Brancel added that he’d just completed a book on aging that he intends to share with friends and neighbors. His ideas lean more towards individual choice rather than environment.
While I was working on this article in early fall, I sat down with Ross Jackson, another neighbor of mine, who lived in Denmark five years ago. Jackson is a schoolteacher who lives in St. Anthony Park but has been making trips back to Denmark ever since and may even move there.
Interestingly, Buettner highlighted Denmark as one of four happiness hot spots to profile in his 2017 book “Blue Zones of Happiness” because of its citizens’ high ratings for satisfaction, purpose and environments as they go about their lives. That nation has some of the lowest obesity rates in the world and the highest rates of happiness.
Jackson told me, “A lot of it is biking, but there’s more…the real connection is the built environment.”
Jackson said there are facilities for youth, designed specifically for their needs, so they have places to go after school and be with friends. Preschools are built next to parks or even embedded within them. Some have animals on site.
In the downtown area of Copenhagen, Jackson noticed a preschool with the playground on the roof. He imagines these values are played out throughout the country.
“They see the whole range of childhood activities and try to support it.”
Jackson said he’s impressed with the dedication of the adults he’s met who work with kids. He didn’t think they were necessarily paid a lot.
It’s easy for me to see why Denmark was selected as an example for Buettner’s book. It checks off all the right boxes the Blue Zones Project team espouses—government policies, a built environment, social networks, building design and residents who (especially) have a sense of purpose.

• **EXCERPTED RECORDS**:
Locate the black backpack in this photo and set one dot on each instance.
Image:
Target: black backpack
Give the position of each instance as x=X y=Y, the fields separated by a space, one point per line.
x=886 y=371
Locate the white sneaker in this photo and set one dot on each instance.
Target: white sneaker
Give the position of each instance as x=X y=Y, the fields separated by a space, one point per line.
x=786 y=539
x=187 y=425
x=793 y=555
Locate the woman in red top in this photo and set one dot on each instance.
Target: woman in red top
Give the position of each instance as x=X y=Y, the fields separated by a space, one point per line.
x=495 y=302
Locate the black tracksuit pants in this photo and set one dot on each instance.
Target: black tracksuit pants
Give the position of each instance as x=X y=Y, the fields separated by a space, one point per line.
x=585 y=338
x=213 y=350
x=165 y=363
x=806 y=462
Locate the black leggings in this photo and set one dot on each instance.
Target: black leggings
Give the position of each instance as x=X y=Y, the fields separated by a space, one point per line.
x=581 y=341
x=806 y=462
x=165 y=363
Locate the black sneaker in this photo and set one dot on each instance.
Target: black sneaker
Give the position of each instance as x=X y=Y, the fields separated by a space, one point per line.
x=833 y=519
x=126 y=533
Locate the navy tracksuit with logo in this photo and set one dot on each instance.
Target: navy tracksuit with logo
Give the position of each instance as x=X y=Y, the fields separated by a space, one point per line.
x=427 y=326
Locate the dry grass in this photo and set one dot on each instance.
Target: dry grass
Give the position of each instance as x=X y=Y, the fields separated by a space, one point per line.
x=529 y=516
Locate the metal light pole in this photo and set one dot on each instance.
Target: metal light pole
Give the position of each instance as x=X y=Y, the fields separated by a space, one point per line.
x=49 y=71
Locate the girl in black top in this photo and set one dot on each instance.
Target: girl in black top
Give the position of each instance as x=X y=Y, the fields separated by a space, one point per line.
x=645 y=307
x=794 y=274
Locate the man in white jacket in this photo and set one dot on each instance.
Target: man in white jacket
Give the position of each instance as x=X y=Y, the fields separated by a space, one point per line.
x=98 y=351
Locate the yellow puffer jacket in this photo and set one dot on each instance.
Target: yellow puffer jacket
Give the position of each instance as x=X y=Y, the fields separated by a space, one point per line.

• **WHAT YOU WILL DO**:
**a.** Rewrite the paragraph of the Denmark passage beginning "Jackson said there are facilities for youth" as a short bulleted list that keeps its main facts.
**b.** According to the Denmark passage, what did Jackson notice in downtown Copenhagen?

• **SOLUTIONS IN ORDER**:
**a.**
- Denmark has facilities designed for young people's needs, giving them places to go after school and spend time with friends.
- Preschools are built next to parks or even inside them.
- Some of these preschools keep animals on site.

**b.** He noticed a preschool with its playground on the roof.